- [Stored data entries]
··········

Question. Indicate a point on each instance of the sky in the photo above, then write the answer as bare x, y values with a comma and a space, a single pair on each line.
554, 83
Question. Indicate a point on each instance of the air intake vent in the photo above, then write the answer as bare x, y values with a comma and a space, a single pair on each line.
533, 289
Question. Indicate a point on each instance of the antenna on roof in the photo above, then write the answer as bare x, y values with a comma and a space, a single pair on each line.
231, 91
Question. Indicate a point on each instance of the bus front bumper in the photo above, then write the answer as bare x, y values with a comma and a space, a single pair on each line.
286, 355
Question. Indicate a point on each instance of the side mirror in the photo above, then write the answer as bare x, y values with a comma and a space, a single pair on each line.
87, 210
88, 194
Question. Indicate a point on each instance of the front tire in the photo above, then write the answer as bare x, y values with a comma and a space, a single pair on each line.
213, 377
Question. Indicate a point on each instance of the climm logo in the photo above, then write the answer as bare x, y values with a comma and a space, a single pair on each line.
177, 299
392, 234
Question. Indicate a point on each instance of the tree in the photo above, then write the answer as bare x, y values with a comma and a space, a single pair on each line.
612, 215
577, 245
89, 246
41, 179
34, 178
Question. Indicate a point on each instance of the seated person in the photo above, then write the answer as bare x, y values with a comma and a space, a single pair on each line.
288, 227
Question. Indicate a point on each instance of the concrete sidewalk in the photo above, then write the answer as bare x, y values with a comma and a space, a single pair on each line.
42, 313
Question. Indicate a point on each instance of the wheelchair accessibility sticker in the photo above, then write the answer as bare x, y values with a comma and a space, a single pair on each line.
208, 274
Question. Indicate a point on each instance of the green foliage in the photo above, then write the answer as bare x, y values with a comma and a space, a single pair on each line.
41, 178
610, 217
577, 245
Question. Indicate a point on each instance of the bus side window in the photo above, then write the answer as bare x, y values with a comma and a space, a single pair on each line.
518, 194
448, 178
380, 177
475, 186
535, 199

··········

- [Assignment]
Using the data above, print every record exactly as shown.

- [Solved exercise]
Question. Indicate a point on each instance of the sky in the photo above, then write the answer as bare x, y values with a comma and a space, a single pair on each line.
554, 83
Question. Indicate a point on each instance of the air intake vent in the photo above, then write the answer as bare x, y values with a comma and a space, a single pair on each line.
533, 289
Question. Indicate a point on each instance of the antenna on roof in the photo above, then write the answer as bare x, y values with a comma and a space, a single pair on each line.
231, 91
Question. Indicate a point on each instance of the bus front bumper in the photo above, then write the answer as bare x, y values with a comma and a space, a single pair on each line.
286, 355
Question. Indicate a point on each instance of the side mirror in the photo above, then write the answer as bare x, y values with a comma and a space, a single pair on each line.
87, 210
88, 194
Question. Indicate a point on each instance of the front tire in the photo above, then write the answer as bare x, y values with a comma and a space, a single pair on each line.
213, 377
Question. Indicate a point on each instance of the climm logo in the photo above, then write the answer as bare x, y values with a comma and a space, a single pair on each line.
177, 299
392, 234
Question. Indicate a point on each instance of the tree in the photo above, then write the answer as bare x, y values with a comma and a space, a single pair on each line.
612, 215
577, 245
89, 246
41, 179
34, 178
Question. Indicate a point on each instance of the seated person in the photo above, then write the answer as bare x, y values with a comma and a space, a single pair on each line.
288, 227
Question. Indicate a point on each instance of the concrete sidewalk in the photo above, then write the answer as bare x, y values with a comma and a space, a single pair on each line.
42, 313
Question. Indicate a point on each instance of the wheelchair accessibility sticker in the photo above, then write the answer as bare x, y values with a comma and a space, a single pair on each line.
208, 274
Question. Indicate a point on each instance of the green foliage in the photo above, then write the answer as bare x, y values with a comma and a space, a single pair on each line.
41, 178
610, 217
577, 245
Question. Indicate a point on each instance of the bus side window in the photo above, then write the answer as bare x, y values with a comma and a space, a single pair on each line.
518, 194
448, 178
380, 177
475, 186
535, 199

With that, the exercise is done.